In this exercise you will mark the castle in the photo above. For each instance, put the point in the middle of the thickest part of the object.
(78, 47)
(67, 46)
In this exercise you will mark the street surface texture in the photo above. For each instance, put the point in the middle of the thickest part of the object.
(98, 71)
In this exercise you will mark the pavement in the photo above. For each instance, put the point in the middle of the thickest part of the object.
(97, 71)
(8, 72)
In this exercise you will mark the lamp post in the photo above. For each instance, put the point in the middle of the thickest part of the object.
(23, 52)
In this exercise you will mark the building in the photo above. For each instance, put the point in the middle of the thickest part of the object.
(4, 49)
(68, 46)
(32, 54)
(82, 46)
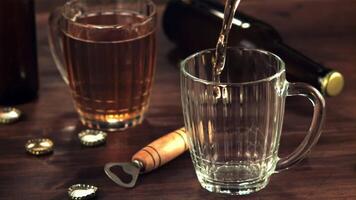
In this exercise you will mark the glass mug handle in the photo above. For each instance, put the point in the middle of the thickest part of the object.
(302, 89)
(55, 46)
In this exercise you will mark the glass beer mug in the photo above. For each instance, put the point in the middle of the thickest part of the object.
(106, 52)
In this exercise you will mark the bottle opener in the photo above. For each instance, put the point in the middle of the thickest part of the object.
(151, 157)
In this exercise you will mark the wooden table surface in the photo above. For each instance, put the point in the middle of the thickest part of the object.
(323, 30)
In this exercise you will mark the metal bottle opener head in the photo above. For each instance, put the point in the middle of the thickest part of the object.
(130, 168)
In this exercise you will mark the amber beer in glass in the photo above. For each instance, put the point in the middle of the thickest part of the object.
(106, 52)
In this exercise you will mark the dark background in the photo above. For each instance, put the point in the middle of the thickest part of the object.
(324, 30)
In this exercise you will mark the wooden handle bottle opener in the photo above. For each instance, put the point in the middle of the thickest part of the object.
(150, 157)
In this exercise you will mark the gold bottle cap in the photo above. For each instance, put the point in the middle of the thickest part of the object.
(9, 115)
(332, 83)
(91, 137)
(82, 191)
(39, 146)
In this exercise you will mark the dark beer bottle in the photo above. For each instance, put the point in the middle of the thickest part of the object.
(18, 56)
(195, 24)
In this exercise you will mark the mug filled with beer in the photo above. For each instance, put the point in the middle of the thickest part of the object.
(105, 51)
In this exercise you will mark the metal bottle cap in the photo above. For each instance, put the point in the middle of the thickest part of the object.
(9, 115)
(82, 191)
(39, 146)
(332, 83)
(91, 137)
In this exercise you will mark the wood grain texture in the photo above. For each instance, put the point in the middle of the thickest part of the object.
(324, 29)
(162, 150)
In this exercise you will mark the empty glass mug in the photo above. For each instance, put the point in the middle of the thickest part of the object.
(105, 51)
(234, 125)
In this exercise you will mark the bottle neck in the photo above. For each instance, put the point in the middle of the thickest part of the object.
(298, 59)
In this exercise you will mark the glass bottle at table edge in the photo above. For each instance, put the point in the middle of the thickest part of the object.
(195, 24)
(18, 52)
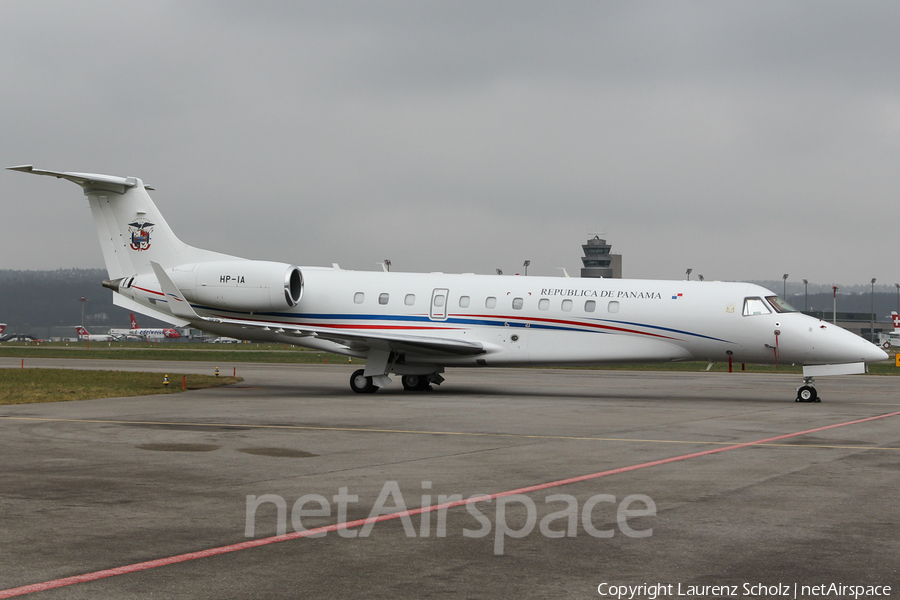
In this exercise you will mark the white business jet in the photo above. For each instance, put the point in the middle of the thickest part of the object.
(415, 325)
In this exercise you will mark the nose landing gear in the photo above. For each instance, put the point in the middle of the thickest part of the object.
(807, 392)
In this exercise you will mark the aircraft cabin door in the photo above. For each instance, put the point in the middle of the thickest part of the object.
(439, 300)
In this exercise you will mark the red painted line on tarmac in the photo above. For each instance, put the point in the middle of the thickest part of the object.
(161, 562)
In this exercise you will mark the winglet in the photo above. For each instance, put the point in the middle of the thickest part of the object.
(179, 306)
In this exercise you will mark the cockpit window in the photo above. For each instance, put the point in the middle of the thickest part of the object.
(780, 305)
(755, 306)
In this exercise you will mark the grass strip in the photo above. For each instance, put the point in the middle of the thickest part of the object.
(25, 386)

════════════════

Render the lines starting at the one containing "In this exercise you will mark the grass" and ending at the last of the lines as a JSON list of strings, one string per line, leaving out any blank lines.

[
  "In this exercise you will mark the grass strip in the photo above. For each instance, put the point in the middle of the thickest part of the object.",
  "(25, 386)"
]